* _What is being asked_
Return every one of the records below line for line, with no changes.

○ ○ ○ ○ ○ ○ ○

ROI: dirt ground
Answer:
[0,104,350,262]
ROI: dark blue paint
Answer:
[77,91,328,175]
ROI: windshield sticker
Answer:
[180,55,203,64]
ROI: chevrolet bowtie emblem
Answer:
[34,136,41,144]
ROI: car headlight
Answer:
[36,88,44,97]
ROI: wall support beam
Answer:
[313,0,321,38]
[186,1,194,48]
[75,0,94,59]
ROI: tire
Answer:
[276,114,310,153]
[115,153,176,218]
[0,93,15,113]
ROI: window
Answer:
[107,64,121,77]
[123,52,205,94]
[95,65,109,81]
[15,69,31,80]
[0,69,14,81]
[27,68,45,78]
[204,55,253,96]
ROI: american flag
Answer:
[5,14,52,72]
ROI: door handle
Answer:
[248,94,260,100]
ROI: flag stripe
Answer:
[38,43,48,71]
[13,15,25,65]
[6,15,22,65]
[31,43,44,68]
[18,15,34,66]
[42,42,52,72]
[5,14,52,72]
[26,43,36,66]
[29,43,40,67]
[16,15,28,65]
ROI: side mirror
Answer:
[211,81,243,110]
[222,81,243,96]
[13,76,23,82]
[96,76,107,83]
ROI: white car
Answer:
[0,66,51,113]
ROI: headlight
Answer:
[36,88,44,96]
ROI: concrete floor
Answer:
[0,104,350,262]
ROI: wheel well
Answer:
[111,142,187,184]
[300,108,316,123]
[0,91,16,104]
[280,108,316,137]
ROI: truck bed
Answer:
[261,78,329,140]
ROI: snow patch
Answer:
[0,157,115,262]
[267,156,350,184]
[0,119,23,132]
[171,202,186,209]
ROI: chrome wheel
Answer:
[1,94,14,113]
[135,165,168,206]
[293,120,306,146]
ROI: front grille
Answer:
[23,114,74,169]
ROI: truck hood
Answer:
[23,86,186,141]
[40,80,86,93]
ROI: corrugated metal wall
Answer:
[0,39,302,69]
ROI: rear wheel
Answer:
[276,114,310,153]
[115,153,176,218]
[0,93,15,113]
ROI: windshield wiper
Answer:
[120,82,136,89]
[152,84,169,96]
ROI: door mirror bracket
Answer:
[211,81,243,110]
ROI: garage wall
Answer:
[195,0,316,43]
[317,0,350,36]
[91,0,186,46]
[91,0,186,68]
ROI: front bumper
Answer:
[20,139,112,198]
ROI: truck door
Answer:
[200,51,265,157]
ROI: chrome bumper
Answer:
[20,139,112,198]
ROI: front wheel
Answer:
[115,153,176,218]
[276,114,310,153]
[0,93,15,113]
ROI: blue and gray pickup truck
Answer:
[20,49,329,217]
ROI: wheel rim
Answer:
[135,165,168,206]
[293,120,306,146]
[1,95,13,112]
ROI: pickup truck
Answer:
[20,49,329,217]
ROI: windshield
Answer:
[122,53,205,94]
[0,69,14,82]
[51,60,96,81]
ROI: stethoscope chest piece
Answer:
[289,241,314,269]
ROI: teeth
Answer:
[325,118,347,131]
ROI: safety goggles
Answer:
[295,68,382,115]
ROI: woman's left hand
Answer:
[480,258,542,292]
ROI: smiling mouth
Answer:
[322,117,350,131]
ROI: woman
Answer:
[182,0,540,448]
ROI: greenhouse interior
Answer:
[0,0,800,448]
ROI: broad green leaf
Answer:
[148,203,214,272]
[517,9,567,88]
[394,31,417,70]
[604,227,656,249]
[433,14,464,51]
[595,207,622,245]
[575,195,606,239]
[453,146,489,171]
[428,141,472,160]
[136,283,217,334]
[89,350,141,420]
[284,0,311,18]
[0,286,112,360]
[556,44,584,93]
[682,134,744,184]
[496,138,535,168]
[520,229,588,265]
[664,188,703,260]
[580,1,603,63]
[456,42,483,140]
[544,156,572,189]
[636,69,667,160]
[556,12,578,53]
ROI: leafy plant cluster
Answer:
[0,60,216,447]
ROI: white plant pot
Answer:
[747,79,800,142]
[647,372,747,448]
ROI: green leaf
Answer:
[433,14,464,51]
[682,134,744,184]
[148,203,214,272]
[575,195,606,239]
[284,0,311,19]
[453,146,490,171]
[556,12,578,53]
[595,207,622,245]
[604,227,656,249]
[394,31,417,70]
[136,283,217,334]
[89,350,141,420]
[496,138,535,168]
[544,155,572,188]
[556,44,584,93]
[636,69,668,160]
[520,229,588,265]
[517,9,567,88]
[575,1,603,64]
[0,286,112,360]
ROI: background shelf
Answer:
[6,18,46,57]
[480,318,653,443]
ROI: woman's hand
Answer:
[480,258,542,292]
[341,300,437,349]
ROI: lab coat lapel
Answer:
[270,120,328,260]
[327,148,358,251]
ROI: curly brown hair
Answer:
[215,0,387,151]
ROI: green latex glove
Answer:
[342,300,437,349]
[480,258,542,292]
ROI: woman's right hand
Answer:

○ ○ ○ ○ ○ ○ ○

* _Result_
ROI: dirt ground
Answer:
[0,104,350,262]
ROI: dark blue paint
Answer:
[77,91,328,175]
ROI: windshield sticker
Answer:
[180,55,203,64]
ROI: chevrolet bowtie emblem
Answer:
[34,136,41,144]
ROI: car headlight
Answer:
[36,88,44,97]
ROI: wall support beam
Answer:
[313,0,321,38]
[186,1,194,48]
[75,0,94,59]
ROI: tire
Answer:
[276,114,310,153]
[115,153,176,218]
[0,93,15,113]
ROI: window
Answer:
[107,64,121,77]
[123,52,205,94]
[95,65,109,81]
[15,69,31,80]
[0,69,14,81]
[27,68,45,78]
[204,55,253,96]
ROI: american flag
Answer:
[5,14,52,72]
ROI: door handle
Answer:
[248,94,260,100]
ROI: flag stripe
Answer:
[38,43,48,71]
[13,15,25,65]
[6,15,22,65]
[31,43,44,68]
[18,15,34,66]
[42,42,52,72]
[5,14,52,72]
[26,43,36,66]
[29,43,40,67]
[16,15,28,65]
ROI: side mirror
Answer:
[211,81,243,110]
[222,81,243,96]
[13,76,23,82]
[96,76,107,83]
ROI: white car
Answer:
[0,66,51,113]
ROI: headlight
Answer:
[36,88,44,96]
ROI: concrete floor
Answer:
[0,104,350,262]
ROI: wheel well
Answer:
[111,142,187,184]
[300,108,316,123]
[0,91,16,104]
[280,108,316,137]
ROI: truck bed
Answer:
[261,78,329,140]
ROI: snow patch
Answer:
[0,157,115,262]
[267,156,350,184]
[0,119,23,132]
[171,202,186,209]
ROI: chrome wheel
Answer:
[1,94,14,113]
[135,165,168,206]
[293,120,306,146]
ROI: front grille
Answer:
[23,114,74,169]
ROI: truck hood
Answer:
[23,86,186,141]
[40,80,86,93]
ROI: corrugated metal wall
Answer:
[0,39,302,69]
ROI: rear wheel
Answer:
[276,114,310,153]
[115,153,176,218]
[0,93,15,113]
ROI: windshield wiper
Answer:
[120,82,136,89]
[152,84,169,96]
ROI: door mirror bracket
Answer:
[211,81,243,110]
ROI: garage wall
Answer:
[195,0,316,43]
[317,0,350,36]
[91,0,186,46]
[91,0,186,68]
ROI: front bumper
Answer:
[20,139,112,198]
ROI: truck door
Answer:
[200,51,265,157]
ROI: chrome bumper
Answer:
[20,139,112,198]
ROI: front wheel
Answer:
[115,153,176,218]
[276,114,310,153]
[0,93,15,113]
ROI: blue and gray pickup truck
Answer:
[20,49,329,217]
ROI: wheel rim
Answer:
[135,165,168,206]
[293,120,306,146]
[1,95,13,112]
ROI: pickup truck
Answer:
[20,49,329,217]
ROI: windshield
Answer:
[122,53,205,94]
[0,69,14,82]
[51,60,96,81]
ROI: stethoscope chest piece
Answer:
[289,241,314,269]
ROI: teeth
Answer:
[325,118,347,131]
ROI: safety goggles
Answer:
[295,68,382,115]
ROI: woman's left hand
Answer:
[480,258,542,292]
ROI: smiling mouth
Answer:
[322,117,350,131]
ROI: woman
Answer:
[182,0,540,448]
ROI: greenhouse interior
Answer:
[0,0,800,448]
ROI: broad green leaf
Answer:
[148,203,214,272]
[517,9,567,88]
[394,31,417,70]
[604,227,656,249]
[433,14,464,51]
[595,207,622,245]
[575,195,606,239]
[453,146,489,171]
[428,141,472,160]
[136,283,217,334]
[89,350,141,420]
[284,0,311,18]
[0,286,112,360]
[556,44,584,93]
[682,134,744,184]
[496,138,535,168]
[520,229,588,265]
[664,188,703,260]
[580,1,603,63]
[456,42,483,140]
[544,156,572,189]
[636,69,667,160]
[556,12,578,53]
ROI: leafy plant cluster
Answer:
[0,60,216,447]
ROI: white plant pot
Answer:
[747,79,800,142]
[647,372,747,448]
ROI: green leaf
Answer:
[433,14,464,51]
[682,134,744,184]
[148,203,214,272]
[575,195,606,239]
[284,0,311,19]
[453,146,490,171]
[556,12,578,53]
[595,207,622,245]
[604,227,656,249]
[394,31,417,70]
[136,283,217,334]
[89,350,141,420]
[496,138,535,168]
[544,155,572,188]
[556,44,584,93]
[636,69,668,160]
[520,229,588,265]
[517,9,567,88]
[575,1,603,64]
[0,286,112,360]
ROI: background shelf
Answer:
[6,18,46,57]
[480,318,653,443]
ROI: woman's hand
Answer:
[480,258,542,292]
[341,300,437,349]
ROI: lab coat lapel
Answer:
[270,120,328,260]
[327,148,358,251]
ROI: curly brown hair
Answer:
[215,0,387,151]
ROI: green latex glove
Answer:
[342,300,437,349]
[480,258,542,292]
ROI: woman's right hand
Answer:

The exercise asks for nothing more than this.